Bounding-box records
• • •
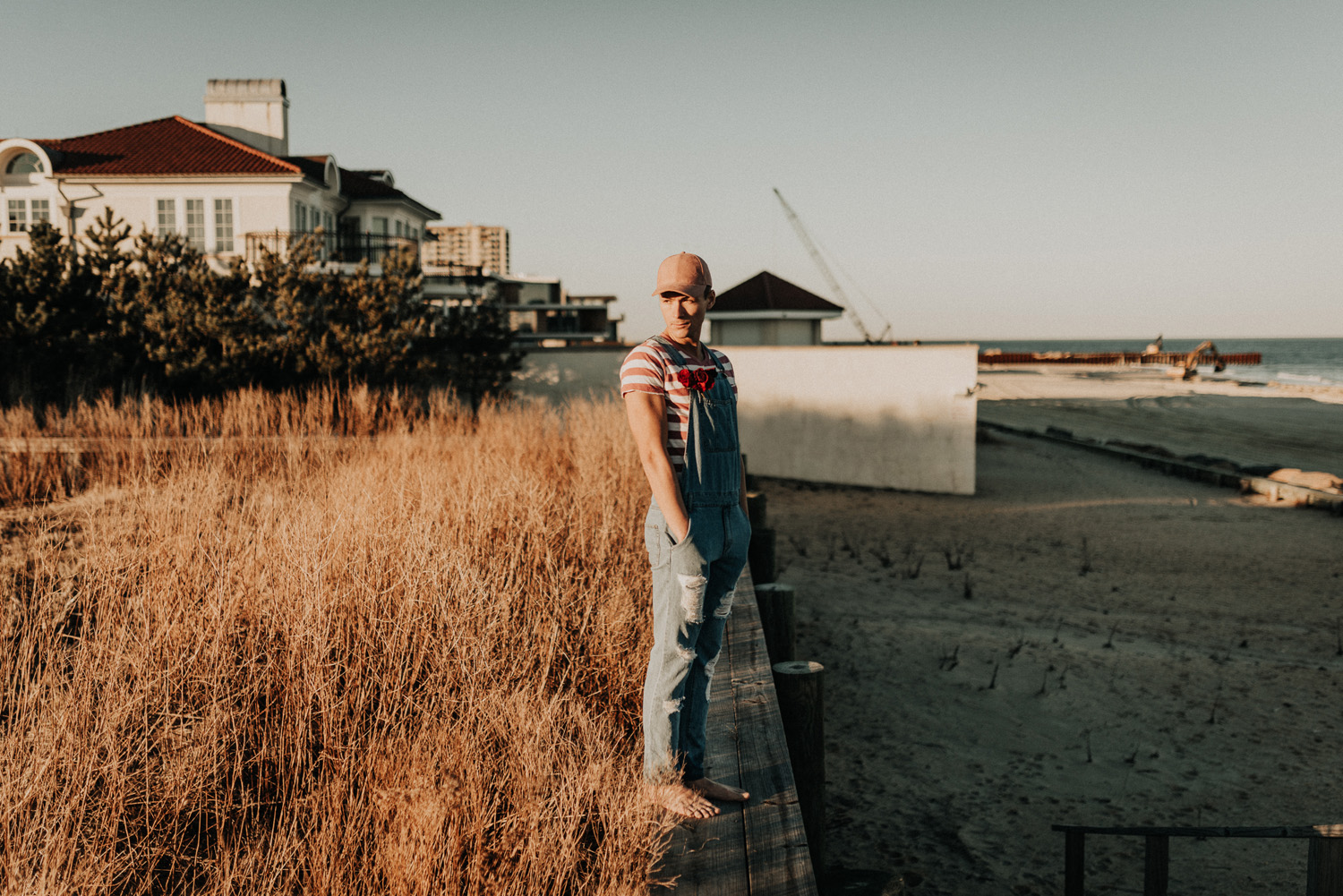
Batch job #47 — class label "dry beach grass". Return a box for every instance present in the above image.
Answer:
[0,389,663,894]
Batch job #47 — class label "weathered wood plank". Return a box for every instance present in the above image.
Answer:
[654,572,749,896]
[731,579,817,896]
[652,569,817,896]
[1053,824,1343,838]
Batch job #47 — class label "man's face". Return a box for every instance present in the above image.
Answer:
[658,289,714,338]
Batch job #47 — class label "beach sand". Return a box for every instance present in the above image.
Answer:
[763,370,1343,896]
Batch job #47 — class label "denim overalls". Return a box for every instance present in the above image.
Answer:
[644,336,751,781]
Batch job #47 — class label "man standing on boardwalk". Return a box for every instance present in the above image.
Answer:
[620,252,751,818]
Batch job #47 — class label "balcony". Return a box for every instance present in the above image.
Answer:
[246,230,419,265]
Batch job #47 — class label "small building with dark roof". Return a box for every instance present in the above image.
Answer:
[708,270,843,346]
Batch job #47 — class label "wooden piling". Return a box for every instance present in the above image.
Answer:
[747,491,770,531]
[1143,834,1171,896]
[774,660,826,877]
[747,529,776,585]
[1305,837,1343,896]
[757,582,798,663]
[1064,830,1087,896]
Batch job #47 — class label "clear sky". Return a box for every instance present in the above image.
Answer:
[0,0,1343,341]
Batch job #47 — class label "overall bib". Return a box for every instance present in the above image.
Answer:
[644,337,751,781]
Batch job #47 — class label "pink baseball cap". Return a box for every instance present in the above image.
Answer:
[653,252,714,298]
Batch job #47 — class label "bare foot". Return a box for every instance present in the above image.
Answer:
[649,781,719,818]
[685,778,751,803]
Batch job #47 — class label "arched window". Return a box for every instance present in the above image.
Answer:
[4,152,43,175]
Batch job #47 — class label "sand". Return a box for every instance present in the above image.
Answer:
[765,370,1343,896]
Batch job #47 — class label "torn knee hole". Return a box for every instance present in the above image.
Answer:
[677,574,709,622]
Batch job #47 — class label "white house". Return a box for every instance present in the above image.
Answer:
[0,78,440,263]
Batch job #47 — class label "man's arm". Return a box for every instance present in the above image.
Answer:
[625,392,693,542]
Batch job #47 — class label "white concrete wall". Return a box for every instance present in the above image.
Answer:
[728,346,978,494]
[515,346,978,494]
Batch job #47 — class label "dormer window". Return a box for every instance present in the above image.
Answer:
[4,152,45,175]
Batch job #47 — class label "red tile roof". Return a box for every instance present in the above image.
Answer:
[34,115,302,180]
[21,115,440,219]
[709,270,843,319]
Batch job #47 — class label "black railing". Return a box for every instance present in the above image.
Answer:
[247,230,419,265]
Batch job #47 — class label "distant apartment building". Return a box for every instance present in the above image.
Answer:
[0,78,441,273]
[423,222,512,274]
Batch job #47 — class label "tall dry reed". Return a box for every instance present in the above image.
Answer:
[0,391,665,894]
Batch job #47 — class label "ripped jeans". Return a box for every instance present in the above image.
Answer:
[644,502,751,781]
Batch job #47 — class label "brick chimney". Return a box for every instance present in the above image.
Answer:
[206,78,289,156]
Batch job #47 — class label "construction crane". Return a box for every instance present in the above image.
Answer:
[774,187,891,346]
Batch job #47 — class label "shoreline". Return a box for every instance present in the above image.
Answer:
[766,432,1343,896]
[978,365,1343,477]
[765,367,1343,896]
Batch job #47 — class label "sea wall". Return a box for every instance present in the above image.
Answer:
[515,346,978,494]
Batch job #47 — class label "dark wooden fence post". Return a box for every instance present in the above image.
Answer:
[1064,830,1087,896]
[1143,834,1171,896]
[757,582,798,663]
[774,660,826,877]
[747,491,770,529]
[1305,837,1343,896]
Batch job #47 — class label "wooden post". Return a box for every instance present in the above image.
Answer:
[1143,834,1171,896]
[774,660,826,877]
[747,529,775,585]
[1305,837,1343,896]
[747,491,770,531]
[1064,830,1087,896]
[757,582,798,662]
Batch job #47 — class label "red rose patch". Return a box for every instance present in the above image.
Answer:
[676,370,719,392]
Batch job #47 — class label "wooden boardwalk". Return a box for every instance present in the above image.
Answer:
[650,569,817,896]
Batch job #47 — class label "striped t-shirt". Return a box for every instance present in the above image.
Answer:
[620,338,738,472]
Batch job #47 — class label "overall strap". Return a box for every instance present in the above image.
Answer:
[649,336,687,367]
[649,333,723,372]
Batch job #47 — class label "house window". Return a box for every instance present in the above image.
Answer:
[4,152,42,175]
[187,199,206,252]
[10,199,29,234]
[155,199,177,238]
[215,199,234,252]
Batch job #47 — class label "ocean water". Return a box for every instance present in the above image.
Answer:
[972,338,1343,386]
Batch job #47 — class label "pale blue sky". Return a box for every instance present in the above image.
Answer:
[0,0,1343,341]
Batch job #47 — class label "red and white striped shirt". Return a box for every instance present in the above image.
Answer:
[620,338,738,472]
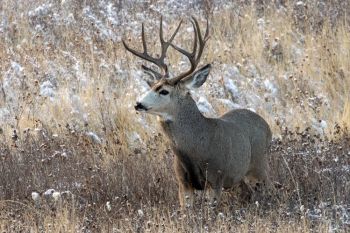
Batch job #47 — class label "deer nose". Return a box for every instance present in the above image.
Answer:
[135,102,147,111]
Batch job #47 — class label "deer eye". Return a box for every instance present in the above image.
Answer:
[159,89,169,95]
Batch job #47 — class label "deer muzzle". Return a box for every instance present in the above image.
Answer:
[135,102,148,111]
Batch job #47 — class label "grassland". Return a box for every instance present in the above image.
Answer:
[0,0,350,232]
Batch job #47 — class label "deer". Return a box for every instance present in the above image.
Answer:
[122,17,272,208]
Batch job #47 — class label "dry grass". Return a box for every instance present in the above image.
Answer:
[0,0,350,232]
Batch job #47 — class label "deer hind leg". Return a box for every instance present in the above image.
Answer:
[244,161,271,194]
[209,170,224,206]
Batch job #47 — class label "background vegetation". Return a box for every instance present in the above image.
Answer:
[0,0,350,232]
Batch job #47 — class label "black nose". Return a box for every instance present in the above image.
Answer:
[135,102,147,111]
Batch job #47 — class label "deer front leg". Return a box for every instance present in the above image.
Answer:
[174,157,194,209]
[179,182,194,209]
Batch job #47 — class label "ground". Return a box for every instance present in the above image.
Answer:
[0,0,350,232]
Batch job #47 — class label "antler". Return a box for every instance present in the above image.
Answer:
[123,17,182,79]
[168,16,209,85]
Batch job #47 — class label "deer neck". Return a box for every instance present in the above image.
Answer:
• • •
• _WORK REQUIRED_:
Please list every line of the records above that contains the string "striped", with case counting.

• _WRITTEN REPLY_:
Batch job #47 — class label "striped t-shirt". Return a box for every instance present in the above image.
Batch job #47 — class label "red and white striped shirt". Return a box for every instance present in the above image.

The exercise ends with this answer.